▶ Work item A:
Decide whether each statement below agrees with the text about Sanders. Answer yes or no for each, and quote the deciding words of the text.
(i) The national security bill passed by 70 votes to 29.
(ii) Sanders calls the House of Representatives well-functioning.
(iii) Sanders describes himself as a member of the Democratic Party.
▶ Work item B: Set down word for word the part of the text about Sanders that starts with "Sanders had to" and goes on through "of Netanyahu’s government.".
---------- Document segment
Sanders also touched on the growth of artificial intelligence which, in his view, “gives an unprecedented opportunity to make life a lot better for ordinary people”. The challenge rests in the question of who will benefit from this explosion of technology.

Sanders had to cancel a number of events to vote against a US national security bill in the Senate, which allocates around $14 billion in military aid to Israel. Although the bill passed by 70 votes to 29, Sanders acknowledged that it was “not an easy vote”. While the bill provided support to Ukraine and provisions for humanitarian aid, Saunders explicitly opposed the direct funding of Netanyahu’s government.

Having only recently started touching on the Holocaust and his family connections to it, O’Toole asked: “How much was that a shadow over your own consciousness?” Sanders told the journalist that “it made me do my best to fight against all forms of racism and bigotry that exist”. He continued, noting that “it pains me very much to see demagogues like Trump try and divide people up”.

Saunders also credits his working-class upbringing for providing him with an understanding of the effect of money and a lack of money on your life. He explained that “life expectancy is declining in the US right now”, with the rise of “diseases of despair”, notably drugs, alcoholism and suicide, while medical costs are a major factor in bankruptcy rates.

Sanders tells O’Toole about his involvement in the civil rights movement and the anti-war movement in the Vietnam War, a “devastating war” for his generation, he draws connections to the current political climate. He asserts, “This so-called bipartisan policy has been wrong and wrong”, citing American involvement in Iraq, Afghanistan and Chile and criticising the country’s $900 billion military budget.

As the protestors’ sirens and chants gradually make their way into the hall, O’Toole asks about the Senator’s lack of interest in “protest for protest’s sake”. Sanders explains that “politics is more complicated than protesting, change never takes place without years of struggle”.

Sanders fundamentally maintains that the “political system is corrupt in the US”, adding that “it takes a huge amount of money to get elected”. It is from this basis that he defines himself as “proudly independent”, while being the longest-serving independent in American congressional history. In his analysis of the state of American politics, Sanders feels that both the Republicans and the Democrats have been corrupted by “big money”, albeit from different sources. The House of Representatives is “dysfunctional”, in his view, whilst the public is “politically divided”.
--------------------
---------- Stored data
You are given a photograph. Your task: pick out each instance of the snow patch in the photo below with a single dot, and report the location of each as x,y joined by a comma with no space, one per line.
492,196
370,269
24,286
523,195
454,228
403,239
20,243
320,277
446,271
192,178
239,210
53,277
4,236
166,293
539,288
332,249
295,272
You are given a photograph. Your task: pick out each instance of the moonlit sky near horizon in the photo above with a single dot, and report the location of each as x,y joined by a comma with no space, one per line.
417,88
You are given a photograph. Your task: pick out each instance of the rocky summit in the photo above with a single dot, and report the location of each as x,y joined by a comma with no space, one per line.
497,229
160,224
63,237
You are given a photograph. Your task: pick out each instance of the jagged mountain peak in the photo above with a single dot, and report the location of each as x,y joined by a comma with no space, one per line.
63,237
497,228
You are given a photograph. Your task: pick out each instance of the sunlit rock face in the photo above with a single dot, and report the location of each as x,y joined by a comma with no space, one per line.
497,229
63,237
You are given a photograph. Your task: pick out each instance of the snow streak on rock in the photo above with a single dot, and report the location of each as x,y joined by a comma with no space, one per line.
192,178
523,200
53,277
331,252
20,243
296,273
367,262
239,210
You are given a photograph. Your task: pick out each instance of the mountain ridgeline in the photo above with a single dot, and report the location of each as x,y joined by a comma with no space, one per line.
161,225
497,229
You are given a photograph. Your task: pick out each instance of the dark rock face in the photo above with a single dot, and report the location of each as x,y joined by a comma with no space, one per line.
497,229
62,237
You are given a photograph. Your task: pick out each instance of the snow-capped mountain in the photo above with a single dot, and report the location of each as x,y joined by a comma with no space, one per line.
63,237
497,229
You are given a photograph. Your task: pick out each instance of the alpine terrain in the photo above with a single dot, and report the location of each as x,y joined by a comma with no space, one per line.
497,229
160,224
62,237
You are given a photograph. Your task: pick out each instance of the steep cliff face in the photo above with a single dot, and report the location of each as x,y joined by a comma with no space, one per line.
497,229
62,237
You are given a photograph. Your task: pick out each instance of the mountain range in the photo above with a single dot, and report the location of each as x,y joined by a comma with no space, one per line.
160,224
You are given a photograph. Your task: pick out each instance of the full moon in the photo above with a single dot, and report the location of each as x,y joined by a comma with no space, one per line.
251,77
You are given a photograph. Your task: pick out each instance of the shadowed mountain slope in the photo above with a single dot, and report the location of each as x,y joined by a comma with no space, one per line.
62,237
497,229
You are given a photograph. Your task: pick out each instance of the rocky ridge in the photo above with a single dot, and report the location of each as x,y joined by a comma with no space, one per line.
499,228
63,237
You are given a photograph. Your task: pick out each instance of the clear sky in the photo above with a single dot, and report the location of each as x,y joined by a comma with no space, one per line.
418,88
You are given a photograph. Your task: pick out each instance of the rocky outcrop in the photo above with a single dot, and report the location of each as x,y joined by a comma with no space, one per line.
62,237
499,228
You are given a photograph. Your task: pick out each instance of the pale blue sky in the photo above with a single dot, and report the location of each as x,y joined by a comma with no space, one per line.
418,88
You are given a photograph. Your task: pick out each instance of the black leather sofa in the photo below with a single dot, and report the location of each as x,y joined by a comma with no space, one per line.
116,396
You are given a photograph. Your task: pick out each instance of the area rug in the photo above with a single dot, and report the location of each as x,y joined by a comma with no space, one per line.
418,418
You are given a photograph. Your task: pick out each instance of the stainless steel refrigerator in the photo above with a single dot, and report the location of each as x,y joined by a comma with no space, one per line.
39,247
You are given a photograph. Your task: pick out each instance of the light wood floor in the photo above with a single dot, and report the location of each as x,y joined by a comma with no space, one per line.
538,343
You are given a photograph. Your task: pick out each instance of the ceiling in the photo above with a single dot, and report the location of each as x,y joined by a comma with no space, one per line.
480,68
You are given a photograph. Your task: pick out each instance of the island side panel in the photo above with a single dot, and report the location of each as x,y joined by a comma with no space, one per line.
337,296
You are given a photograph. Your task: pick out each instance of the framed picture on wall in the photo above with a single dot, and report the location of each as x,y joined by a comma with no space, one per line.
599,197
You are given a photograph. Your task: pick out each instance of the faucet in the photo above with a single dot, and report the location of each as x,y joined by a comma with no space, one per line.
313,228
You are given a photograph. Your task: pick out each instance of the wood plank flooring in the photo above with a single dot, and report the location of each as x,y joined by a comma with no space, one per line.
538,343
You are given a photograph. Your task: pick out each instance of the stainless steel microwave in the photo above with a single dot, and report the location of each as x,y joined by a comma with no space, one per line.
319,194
--------------------
▶ Task result A:
(i) Yes: "Although the bill passed by 70 votes to 29"
(ii) No: "The House of Representatives is “dysfunctional”, in his view"
(iii) No: "he defines himself as “proudly independent”"

▶ Task result B:
Sanders had to cancel a number of events to vote against a US national security bill in the Senate, which allocates around $14 billion in military aid to Israel. Although the bill passed by 70 votes to 29, Sanders acknowledged that it was “not an easy vote”. While the bill provided support to Ukraine and provisions for humanitarian aid, Saunders explicitly opposed the direct funding of Netanyahu’s government.